Start Article

Re: Mercantile Mutual Custodians P/L v Village/Nine Network Rest

Case

[1999] QSC 125

11 June 1999


IN THE SUPREME COURT
OF QUEENSLAND

Brisbane  No.1823 of 1996

Before the Hon. Mr Justice Mackenzie

[re: Mercantile Mutual Custodians P/L v Village/Nine Network Rest & Ors]

BETWEEN:

MERCANTILE MUTUAL CUSTODIANS PTY LTD
  (ACN 008 508 496)
  Plaintiff

AND:

VILLAGE/NINE NETWORK RESTAURANTS &BARS PTY LTD
  (ACN 061 400 799)
  First Defendant

AND:
  VILLAGE ROADSHOW LIMITED
  (ACN 010 672 054)
  Second Defendant

AND:
  PUBLISHING AND BROADCASTING LIMITED
  (FORMERLY NINE NETWORK AUSTRALIA LIMITED)
  ACN 009 071 167)
  Third Defendant

JUDGMENT - MACKENZIE J.

Judgment delivered 11 June 1999

CATCHWORDS:          PRACTICE - leave to amend an amended defence - plaintiff's alleged failure to mitigate the loss and damage alleged to have been suffered - statement of claim - further and better particulars.

End Article

Problem set >>
A - Translate the line "Judgment delivered 11 June 1999" from the Queensland court judgment into Spanish.
B - Carry on writing the Queensland court judgment in Mercantile Mutual Custodians against Village/Nine Network Restaurants from the point where it stops.

Start Dataset excerpts

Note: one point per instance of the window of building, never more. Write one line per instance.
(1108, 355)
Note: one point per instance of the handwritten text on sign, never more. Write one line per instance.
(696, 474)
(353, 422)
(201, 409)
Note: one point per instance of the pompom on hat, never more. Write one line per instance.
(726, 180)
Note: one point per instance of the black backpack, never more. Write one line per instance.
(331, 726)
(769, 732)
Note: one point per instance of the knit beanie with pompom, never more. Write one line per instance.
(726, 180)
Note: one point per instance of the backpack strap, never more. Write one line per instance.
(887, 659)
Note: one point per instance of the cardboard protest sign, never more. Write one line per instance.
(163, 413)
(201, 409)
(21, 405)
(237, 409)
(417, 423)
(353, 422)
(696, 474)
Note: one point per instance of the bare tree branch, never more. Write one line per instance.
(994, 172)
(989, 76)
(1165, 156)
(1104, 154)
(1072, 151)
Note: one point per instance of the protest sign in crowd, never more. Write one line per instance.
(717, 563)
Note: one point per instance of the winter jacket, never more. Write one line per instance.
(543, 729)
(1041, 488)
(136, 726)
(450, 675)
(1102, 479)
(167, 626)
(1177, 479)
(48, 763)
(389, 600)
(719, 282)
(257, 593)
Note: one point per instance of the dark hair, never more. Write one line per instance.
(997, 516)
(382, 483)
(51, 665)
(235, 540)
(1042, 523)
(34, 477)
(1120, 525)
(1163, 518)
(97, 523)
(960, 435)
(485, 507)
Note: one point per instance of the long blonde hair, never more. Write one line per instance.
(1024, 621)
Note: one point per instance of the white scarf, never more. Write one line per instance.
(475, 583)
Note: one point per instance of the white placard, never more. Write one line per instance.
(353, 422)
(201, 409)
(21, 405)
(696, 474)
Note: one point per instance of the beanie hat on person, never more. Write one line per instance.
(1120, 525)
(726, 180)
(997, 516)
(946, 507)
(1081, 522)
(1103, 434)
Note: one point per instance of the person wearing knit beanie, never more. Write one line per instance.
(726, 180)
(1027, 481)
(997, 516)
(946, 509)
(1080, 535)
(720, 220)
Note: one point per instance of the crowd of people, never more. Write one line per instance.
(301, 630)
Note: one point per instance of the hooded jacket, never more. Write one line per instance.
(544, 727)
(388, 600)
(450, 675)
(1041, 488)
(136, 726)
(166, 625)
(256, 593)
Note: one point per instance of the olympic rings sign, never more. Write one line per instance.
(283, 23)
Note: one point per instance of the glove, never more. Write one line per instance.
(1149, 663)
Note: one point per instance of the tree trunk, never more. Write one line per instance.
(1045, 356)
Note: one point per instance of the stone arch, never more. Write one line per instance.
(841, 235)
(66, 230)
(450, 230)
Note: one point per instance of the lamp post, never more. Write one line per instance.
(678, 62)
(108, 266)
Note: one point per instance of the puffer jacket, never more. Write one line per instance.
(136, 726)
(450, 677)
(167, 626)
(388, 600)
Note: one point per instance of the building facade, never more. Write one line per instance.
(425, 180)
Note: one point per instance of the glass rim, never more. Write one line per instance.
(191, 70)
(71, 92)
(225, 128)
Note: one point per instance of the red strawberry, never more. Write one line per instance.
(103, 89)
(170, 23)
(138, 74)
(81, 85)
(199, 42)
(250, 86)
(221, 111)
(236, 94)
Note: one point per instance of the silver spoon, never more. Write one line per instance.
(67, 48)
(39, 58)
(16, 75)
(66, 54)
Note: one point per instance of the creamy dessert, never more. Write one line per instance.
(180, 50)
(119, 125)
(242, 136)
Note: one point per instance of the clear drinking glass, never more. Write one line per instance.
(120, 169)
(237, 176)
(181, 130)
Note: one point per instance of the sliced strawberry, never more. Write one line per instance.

End Dataset excerpts

Answers given >>
A - Sentencia dictada el 11 de junio de 1999

B -
Counsel:Mr Wilson QC for the applicant

Mr D Jackson QC for the respondent

Solicitors:Lees Marshall Warnick as town agents for Herbert Geer & Rundle

RWT Mann & Partners for the respondent

Hearing Date:  9 April 1999

IN THE SUPREME COURT
OF QUEENSLAND

Brisbane  No.1823 of 1996

Before the Hon. Mr Justice Mackenzie

[re: Mercantile Mutual Custodians P/L v Village/Nine Network Rest & Ors]

BETWEEN:

MERCANTILE MUTUAL CUSTODIANS PTY LTD
  (ACN 008 508 496)
  Plaintiff

AND:

VILLAGE/NINE NETWORK RESTAURANTS &BARS PTY LTD
  (ACN 061 400 799)
  First Defendant

AND:
  VILLAGE ROADSHOW LIMITED
  (ACN 010 672 054)
  Second Defendant

AND:
  PUBLISHING AND BROADCASTING LIMITED
  (FORMERLY NINE NETWORK AUSTRALIA LIMITED)
  ACN 009 071 167)
  Third Defendant

JUDGMENT - MACKENZIE J.

Judgment delivered 11 June 1999

  1. This is a summons for leave to further amend an amended defence.  The chronology handed up with the submissions shows that the action has had a lengthy and litigious history.  Most recently Ambrose J gave leave to amend the defence.  During the period when his decision was reserved there was an unsuccessful mediation.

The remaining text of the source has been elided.